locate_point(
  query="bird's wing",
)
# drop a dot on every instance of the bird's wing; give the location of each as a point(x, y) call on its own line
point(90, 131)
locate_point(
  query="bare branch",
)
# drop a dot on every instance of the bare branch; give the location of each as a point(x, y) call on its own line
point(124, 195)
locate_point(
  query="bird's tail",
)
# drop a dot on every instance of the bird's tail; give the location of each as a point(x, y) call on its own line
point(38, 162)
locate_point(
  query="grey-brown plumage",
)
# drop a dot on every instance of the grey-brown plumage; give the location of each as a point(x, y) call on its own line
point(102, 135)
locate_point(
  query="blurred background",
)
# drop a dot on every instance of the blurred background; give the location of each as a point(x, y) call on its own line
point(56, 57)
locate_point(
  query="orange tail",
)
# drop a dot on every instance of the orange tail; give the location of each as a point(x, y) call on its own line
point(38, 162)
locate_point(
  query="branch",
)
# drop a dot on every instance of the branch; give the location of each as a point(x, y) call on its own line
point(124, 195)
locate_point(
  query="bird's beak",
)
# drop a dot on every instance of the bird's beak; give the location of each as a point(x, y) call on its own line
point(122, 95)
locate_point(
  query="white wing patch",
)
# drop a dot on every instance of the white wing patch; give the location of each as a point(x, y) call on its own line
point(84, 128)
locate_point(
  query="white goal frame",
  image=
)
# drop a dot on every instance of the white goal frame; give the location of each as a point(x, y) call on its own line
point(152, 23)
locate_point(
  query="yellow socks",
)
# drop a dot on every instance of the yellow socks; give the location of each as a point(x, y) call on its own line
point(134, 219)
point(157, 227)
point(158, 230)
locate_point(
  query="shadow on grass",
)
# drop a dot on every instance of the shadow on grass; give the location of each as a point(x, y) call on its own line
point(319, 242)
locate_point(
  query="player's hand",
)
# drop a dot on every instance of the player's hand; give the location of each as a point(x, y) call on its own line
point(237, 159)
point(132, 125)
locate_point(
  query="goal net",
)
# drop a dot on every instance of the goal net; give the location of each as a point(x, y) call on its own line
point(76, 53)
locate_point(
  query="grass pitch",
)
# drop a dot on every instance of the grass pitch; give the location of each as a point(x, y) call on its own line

#### What is needed
What lines in the listing include the string "pitch"? Copy them out.

#### Task answer
  query="grass pitch",
# drop a dot on every instance of the grass pitch; give the location of each as a point(x, y) call on its own line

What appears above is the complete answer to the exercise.